Requirement A: In the post on user agent strings, what led the writer to start actively managing the site's logs?
Requirement B: Copy word for word the part of the post on user agent strings that begins at the words "The search engines: Good" and stops after "the Internet Archive)".

Text section:
(begin)
Recently (since I hit database quota limits), I've been proactively managing the logs I end up collecting on this site. One thing that caught my eye was the range of user agent strings. One look at it and it became clear there was no end to the number of possibilities. Here is just a small sampling of what I saw (I am looking at just page logs for now, and ignoring the various RSS readers hitting my feed):
The browsers: The expected ones, but even here there are literally hundreds of variants with different OS identifiers, and with different browser extensions, CLR versions all tacked on to the end.
Mozilla/5.0 (Windows; U; Windows NT 5.0; ca-AD; rv:1.7.8) Gecko/20050511 Firefox/1.0.4
Mozilla/4.0 (compatible; MSIE 5.17; Mac_PowerPC)
Mozilla/5.0 (X11; U; Linux i686; en-US; rv:1.3) Gecko/20030313
Opera/8.0 (Windows NT 5.0; U; en)
Mozilla/4.0 (compatible; MSIE 6.0; Windows NT 5.0)
The search engines: Good to know I am being indexed and archived by both the well-known and unknown search engines.
Googlebot/2.1 (+http://www.googlebot.com/bot.html)
msnbot/0.11 (+http://search.msn.com/msnbot.htm)
Overture-WebCrawler/3.8/Fresh (atw-crawler at fast dot no; http://fast.no/support/crawler.asp)
ia_archiver (presumably the Internet Archive)
Mozilla/5.0 (Slurp/cat; slurp@inktomi.com; http://www.inktomi.com/slurp.html)
(end)
Given information:
(begin)
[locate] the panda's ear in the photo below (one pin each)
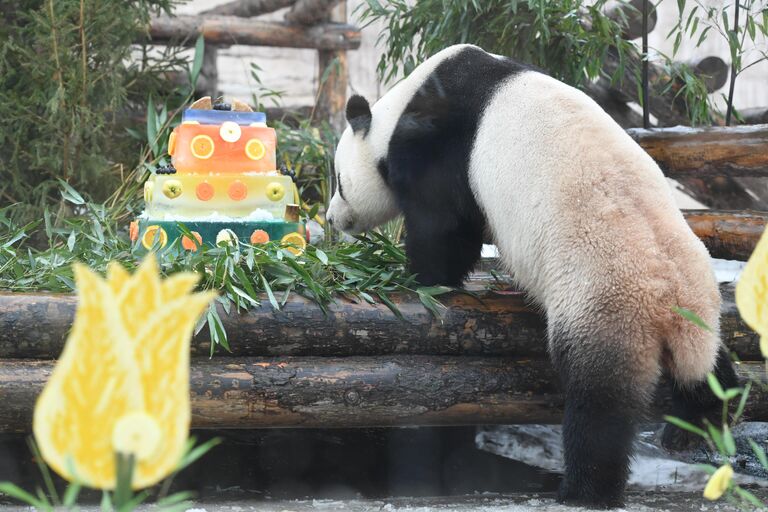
(end)
Answer A: The writer hit database quota limits.

Answer B:
The search engines: Good to know I am being indexed and archived by both the well-known and unknown search engines.
Googlebot/2.1 (+http://www.googlebot.com/bot.html)
msnbot/0.11 (+http://search.msn.com/msnbot.htm)
Overture-WebCrawler/3.8/Fresh (atw-crawler at fast dot no; http://fast.no/support/crawler.asp)
ia_archiver (presumably the Internet Archive)